▸ ACTIVITY
From the entries below, please output exactly the lines starting at the one containing "the white fluff" and ending at the one containing "Indicate the air", both included.

Natural-language object grounding data:
Start of Block

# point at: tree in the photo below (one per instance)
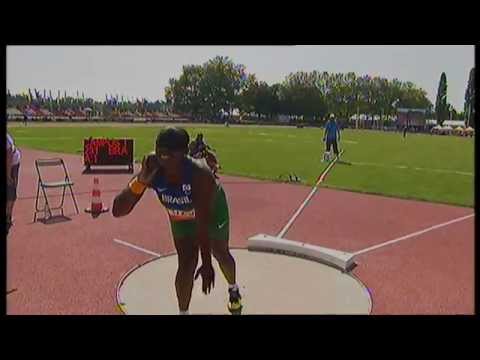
(441, 106)
(469, 108)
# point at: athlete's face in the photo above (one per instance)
(169, 159)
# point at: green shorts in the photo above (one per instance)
(219, 226)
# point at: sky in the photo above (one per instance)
(144, 71)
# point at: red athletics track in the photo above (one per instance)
(73, 267)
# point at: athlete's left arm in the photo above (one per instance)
(203, 191)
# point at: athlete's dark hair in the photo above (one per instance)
(173, 138)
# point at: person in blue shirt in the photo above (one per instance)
(331, 135)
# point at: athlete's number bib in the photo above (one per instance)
(181, 215)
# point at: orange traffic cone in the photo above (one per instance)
(97, 206)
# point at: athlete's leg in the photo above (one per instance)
(335, 147)
(221, 253)
(187, 252)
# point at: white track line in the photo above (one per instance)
(304, 204)
(404, 167)
(372, 248)
(136, 247)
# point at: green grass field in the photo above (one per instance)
(422, 167)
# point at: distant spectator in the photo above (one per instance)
(13, 166)
(331, 136)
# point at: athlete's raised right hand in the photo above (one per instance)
(150, 166)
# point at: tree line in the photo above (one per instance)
(63, 102)
(220, 86)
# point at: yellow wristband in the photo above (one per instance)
(137, 187)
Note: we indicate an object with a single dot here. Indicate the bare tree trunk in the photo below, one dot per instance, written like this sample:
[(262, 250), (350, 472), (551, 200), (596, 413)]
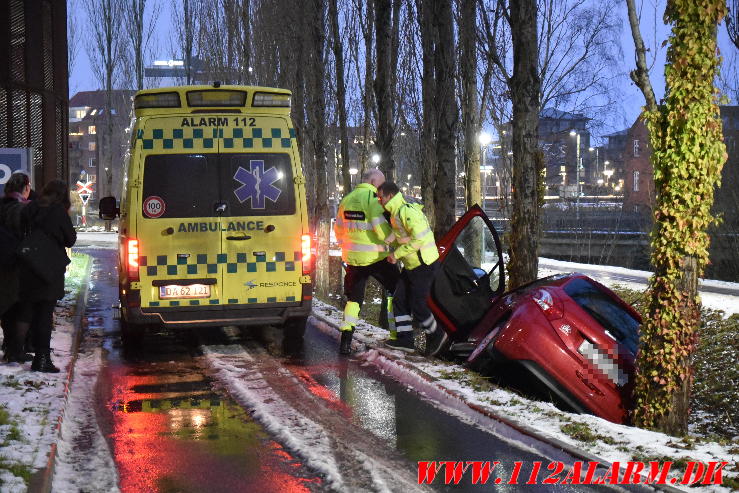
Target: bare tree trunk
[(318, 98), (384, 141), (425, 10), (525, 94), (470, 107), (340, 94), (367, 100), (246, 42), (448, 116)]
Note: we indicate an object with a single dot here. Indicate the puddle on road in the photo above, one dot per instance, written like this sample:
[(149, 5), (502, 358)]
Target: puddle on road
[(173, 433), (169, 429)]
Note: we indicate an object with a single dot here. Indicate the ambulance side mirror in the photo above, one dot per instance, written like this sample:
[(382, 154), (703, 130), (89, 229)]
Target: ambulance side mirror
[(108, 208)]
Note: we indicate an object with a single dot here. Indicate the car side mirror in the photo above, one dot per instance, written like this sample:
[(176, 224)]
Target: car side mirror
[(108, 208)]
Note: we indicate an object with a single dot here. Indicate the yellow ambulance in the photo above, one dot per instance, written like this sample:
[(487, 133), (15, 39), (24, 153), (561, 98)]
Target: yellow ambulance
[(213, 222)]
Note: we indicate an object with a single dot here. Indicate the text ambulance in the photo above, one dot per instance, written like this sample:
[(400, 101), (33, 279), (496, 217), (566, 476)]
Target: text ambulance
[(213, 220)]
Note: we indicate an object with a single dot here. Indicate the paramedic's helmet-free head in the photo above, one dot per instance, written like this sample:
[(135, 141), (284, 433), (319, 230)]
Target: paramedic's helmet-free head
[(213, 220)]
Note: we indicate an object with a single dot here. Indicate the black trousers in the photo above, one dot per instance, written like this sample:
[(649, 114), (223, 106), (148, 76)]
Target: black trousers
[(410, 296), (40, 314), (355, 278)]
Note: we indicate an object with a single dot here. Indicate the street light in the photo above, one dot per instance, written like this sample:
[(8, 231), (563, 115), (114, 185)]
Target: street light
[(577, 173), (597, 170), (485, 139)]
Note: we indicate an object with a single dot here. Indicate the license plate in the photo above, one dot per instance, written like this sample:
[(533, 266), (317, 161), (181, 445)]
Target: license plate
[(171, 291)]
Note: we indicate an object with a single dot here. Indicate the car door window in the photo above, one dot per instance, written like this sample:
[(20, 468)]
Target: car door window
[(477, 246)]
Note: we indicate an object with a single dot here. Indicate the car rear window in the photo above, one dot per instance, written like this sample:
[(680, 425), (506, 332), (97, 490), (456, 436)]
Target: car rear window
[(605, 310), (195, 185)]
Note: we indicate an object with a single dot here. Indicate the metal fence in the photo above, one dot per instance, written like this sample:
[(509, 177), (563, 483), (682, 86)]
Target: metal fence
[(33, 83)]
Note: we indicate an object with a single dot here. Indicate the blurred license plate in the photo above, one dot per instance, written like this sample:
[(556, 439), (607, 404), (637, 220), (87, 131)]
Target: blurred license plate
[(179, 292)]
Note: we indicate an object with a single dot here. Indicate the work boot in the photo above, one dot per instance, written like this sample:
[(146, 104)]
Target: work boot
[(15, 351), (404, 341), (42, 362), (345, 347)]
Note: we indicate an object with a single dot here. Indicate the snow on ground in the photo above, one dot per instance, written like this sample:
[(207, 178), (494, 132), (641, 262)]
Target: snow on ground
[(612, 442), (83, 456), (34, 402), (715, 301)]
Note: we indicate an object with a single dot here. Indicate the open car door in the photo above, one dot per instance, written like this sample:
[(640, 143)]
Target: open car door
[(470, 275)]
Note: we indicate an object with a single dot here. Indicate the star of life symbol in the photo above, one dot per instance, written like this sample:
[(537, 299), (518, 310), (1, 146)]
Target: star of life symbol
[(257, 184)]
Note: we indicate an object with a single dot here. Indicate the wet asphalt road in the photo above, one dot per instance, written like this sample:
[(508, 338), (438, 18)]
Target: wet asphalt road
[(172, 425)]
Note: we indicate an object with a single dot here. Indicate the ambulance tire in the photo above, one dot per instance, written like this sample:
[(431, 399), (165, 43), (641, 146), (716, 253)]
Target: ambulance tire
[(131, 335), (292, 336)]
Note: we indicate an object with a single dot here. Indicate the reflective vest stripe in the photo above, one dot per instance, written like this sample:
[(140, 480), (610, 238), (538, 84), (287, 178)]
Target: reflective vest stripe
[(358, 247), (378, 220), (357, 225)]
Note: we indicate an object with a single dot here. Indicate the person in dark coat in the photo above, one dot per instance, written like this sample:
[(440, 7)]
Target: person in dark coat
[(50, 213), (12, 204)]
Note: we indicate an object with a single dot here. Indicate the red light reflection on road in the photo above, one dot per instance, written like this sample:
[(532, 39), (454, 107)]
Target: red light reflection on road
[(178, 435)]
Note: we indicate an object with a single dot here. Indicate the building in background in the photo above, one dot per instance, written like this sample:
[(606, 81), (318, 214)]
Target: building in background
[(33, 83), (87, 122), (640, 193)]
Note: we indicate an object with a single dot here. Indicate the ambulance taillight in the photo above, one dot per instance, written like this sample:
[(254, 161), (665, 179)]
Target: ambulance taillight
[(307, 258), (132, 252)]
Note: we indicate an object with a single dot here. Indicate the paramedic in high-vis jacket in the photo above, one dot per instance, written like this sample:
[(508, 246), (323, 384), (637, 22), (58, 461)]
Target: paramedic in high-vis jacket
[(362, 230), (416, 249)]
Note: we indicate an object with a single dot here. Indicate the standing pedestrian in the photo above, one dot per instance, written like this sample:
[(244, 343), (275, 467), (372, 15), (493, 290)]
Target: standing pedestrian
[(418, 253), (361, 230), (50, 214), (11, 207)]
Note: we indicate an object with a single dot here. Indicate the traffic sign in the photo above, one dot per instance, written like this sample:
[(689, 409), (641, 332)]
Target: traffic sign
[(84, 188)]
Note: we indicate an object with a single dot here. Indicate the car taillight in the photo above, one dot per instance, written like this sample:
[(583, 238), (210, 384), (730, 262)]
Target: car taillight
[(552, 308), (132, 252), (603, 362), (307, 258)]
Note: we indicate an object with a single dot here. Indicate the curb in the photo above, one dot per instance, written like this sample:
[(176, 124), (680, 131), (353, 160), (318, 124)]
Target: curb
[(528, 431), (41, 481)]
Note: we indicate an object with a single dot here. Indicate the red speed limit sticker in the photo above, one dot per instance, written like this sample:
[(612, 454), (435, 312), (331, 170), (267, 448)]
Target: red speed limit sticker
[(154, 206)]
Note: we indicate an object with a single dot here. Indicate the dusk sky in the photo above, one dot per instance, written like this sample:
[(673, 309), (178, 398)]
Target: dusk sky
[(82, 79)]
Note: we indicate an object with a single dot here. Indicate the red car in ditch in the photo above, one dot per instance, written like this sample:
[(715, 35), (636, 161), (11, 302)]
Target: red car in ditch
[(564, 337)]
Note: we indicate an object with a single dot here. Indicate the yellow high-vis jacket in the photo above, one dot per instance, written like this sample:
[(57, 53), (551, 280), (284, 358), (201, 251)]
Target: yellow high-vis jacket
[(361, 228), (412, 233)]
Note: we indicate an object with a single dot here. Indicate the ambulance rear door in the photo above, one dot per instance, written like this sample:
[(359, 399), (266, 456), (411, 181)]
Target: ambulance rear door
[(263, 220), (179, 223)]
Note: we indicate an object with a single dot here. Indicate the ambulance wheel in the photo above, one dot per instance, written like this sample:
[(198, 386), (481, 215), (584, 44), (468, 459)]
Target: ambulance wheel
[(131, 334), (292, 336)]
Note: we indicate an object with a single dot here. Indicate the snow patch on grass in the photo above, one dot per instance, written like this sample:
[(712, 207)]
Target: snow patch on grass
[(594, 436)]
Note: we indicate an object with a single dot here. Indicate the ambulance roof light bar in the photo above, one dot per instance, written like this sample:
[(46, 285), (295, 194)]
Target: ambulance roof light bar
[(271, 99), (157, 100), (216, 98)]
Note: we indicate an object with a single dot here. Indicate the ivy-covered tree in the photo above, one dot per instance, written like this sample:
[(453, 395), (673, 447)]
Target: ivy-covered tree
[(687, 155)]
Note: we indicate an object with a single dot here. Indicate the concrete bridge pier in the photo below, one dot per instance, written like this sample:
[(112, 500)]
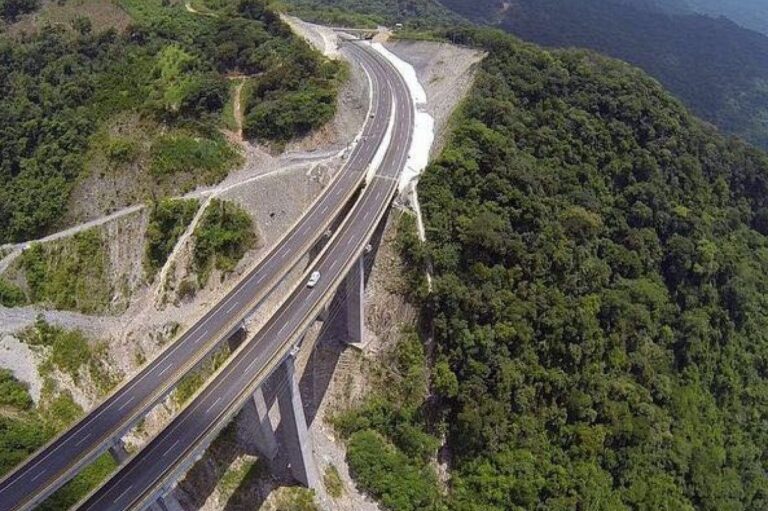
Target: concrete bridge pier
[(355, 303), (264, 432), (297, 442)]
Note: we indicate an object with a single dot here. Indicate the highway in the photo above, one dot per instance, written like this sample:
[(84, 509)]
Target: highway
[(166, 457), (58, 461)]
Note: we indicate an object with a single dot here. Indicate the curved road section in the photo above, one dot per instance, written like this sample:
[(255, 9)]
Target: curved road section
[(166, 457), (58, 461)]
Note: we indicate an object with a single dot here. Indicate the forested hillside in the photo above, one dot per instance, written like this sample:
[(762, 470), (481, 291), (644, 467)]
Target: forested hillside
[(718, 69), (600, 264), (751, 14), (418, 13), (64, 84)]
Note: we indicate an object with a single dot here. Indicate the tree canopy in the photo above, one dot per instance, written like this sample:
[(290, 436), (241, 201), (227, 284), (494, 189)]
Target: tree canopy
[(600, 271)]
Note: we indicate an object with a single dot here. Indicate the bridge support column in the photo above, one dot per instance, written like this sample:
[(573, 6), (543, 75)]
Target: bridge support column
[(119, 452), (264, 435), (166, 503), (355, 302), (297, 442)]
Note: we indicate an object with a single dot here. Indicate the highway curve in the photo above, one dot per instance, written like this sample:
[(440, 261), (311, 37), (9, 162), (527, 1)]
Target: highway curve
[(170, 453), (58, 461)]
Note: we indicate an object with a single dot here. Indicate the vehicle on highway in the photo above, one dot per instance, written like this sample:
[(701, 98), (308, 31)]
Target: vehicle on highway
[(313, 279)]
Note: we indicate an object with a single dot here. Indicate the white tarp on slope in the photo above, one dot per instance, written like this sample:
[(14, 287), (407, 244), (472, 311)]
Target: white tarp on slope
[(424, 129)]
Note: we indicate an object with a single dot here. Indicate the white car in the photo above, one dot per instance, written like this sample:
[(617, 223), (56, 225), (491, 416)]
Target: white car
[(313, 279)]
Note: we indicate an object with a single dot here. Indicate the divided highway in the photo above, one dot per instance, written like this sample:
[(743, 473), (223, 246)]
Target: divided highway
[(57, 462), (167, 456)]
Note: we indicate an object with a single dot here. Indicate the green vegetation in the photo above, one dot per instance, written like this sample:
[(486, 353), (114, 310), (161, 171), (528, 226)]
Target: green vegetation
[(397, 481), (11, 9), (332, 482), (167, 222), (60, 87), (292, 498), (388, 450), (13, 393), (70, 352), (180, 152), (90, 477), (599, 260), (222, 238), (69, 274), (370, 14), (11, 295), (235, 477), (718, 69), (24, 429)]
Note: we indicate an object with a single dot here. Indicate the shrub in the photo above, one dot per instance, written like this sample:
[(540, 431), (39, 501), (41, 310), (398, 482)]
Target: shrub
[(388, 474), (10, 295), (180, 152), (121, 150), (223, 237), (13, 392), (69, 274), (167, 222)]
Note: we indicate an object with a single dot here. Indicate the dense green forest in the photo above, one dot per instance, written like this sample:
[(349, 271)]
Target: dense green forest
[(718, 69), (10, 10), (600, 267), (367, 13), (59, 85), (752, 14)]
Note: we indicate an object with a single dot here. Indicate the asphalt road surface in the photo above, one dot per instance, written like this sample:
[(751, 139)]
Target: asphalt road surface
[(57, 462), (138, 482)]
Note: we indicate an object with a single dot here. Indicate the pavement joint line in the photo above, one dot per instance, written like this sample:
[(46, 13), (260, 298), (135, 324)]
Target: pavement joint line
[(86, 437), (171, 447), (130, 400), (213, 405), (123, 494), (166, 369)]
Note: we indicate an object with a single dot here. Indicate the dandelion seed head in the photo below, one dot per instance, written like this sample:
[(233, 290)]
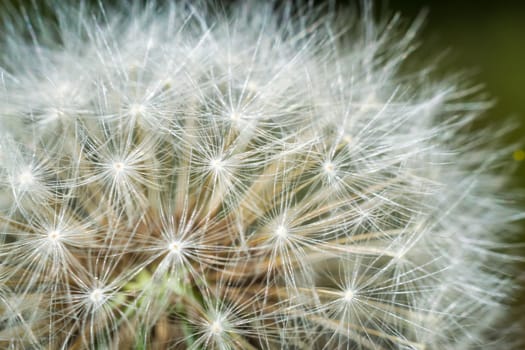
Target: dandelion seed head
[(97, 296), (54, 235), (26, 178), (281, 232), (348, 296), (252, 176)]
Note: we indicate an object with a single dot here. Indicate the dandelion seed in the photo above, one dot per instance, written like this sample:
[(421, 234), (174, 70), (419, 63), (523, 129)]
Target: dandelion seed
[(243, 177)]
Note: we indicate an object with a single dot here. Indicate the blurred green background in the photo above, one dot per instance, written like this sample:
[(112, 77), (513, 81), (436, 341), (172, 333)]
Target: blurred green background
[(486, 38)]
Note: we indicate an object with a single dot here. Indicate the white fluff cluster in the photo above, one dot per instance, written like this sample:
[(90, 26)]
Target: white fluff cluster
[(193, 176)]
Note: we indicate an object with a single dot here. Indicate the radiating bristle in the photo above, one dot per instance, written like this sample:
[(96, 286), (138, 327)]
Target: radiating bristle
[(253, 176)]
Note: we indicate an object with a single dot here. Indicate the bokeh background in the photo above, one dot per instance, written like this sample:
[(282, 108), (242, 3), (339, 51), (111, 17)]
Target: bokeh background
[(485, 38)]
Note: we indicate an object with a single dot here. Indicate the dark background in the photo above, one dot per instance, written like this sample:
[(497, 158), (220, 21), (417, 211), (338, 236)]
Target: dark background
[(484, 38)]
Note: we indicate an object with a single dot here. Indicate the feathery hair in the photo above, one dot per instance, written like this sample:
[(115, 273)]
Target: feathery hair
[(253, 176)]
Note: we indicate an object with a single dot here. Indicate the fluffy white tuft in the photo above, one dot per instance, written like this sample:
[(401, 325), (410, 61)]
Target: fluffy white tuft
[(245, 177)]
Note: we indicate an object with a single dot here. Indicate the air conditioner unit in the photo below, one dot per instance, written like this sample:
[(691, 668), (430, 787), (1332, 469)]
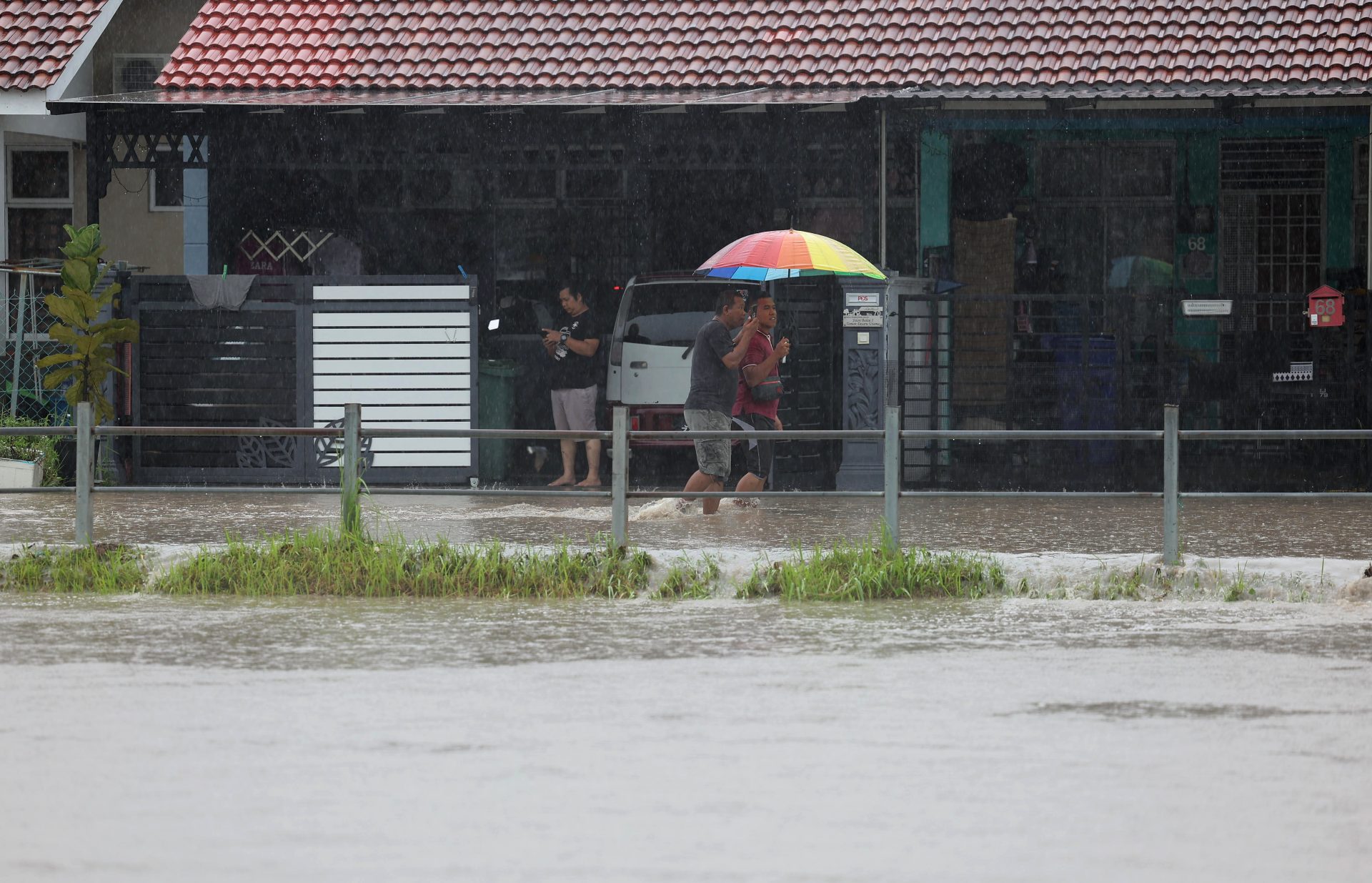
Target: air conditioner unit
[(137, 71)]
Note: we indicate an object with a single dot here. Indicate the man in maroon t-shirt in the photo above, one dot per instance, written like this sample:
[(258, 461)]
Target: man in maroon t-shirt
[(759, 392)]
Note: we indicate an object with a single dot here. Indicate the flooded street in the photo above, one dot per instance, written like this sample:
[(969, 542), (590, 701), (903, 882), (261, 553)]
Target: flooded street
[(172, 739), (717, 739), (1209, 526)]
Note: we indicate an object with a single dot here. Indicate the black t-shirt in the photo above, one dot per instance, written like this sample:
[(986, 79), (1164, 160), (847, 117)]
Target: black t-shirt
[(571, 371), (712, 386)]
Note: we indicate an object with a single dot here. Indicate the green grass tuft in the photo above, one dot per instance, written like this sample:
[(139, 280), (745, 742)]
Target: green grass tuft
[(102, 569), (869, 571), (342, 563), (690, 578)]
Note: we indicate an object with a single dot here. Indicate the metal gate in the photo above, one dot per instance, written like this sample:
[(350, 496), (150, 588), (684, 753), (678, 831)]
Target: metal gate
[(294, 353)]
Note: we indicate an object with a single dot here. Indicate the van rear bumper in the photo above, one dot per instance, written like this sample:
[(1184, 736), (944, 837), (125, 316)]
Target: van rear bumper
[(657, 418)]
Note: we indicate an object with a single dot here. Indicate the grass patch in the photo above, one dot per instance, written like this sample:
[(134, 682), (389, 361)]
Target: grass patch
[(690, 578), (342, 563), (102, 569), (870, 571)]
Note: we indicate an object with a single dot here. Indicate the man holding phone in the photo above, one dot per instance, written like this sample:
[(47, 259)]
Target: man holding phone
[(572, 347)]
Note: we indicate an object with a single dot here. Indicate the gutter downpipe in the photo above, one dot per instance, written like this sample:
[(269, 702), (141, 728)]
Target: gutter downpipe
[(881, 174)]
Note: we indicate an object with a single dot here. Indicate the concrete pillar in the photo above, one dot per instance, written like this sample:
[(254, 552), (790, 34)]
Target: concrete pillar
[(195, 217)]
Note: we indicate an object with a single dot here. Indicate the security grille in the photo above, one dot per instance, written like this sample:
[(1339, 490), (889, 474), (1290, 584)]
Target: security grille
[(1272, 164)]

End of Block

▸ OUTPUT OF THE TASK
Note: we indicate an object with a single dot here. Indicate the white fluff cluster in the photo above, one dot per instance, written like this sample:
[(90, 26)]
Target: white fluff cluster
[(193, 176)]
Note: we indicate an object with a single dot here. Indicate the radiating bristle in the photo above, one dot per instance, written like this sample:
[(96, 286), (138, 327)]
Target: radiating bristle
[(253, 176)]
Note: we indicate an object with a single dot here. Indicate the bokeh background in the photo above, one dot per instance, written like this sample:
[(282, 108), (242, 3), (339, 51), (111, 17)]
Target: bokeh background
[(485, 38)]
Note: we indicate an object with a single dot here. Indicate the dark background in the photo above, one dot per instance, written like this sample:
[(497, 158), (220, 21), (417, 211), (338, 236)]
Target: dark background
[(484, 38)]
Note: we indicate an object with a single dot here. Indicate the feathery hair in the photo above, one dot per instance, written like this sample:
[(115, 273)]
Target: feathery hair
[(253, 176)]
Note: we indicate an object with a single dot here. Indicate the fluffy white tuft in the photo above, one dot per instance, written like this sample:
[(401, 325), (410, 61)]
Target: fluffy white tuft
[(245, 177)]
Note: we indicate an object with a single dot here. Indicate the air conditioner unit in the photo below, one dot per instance, written like this sample:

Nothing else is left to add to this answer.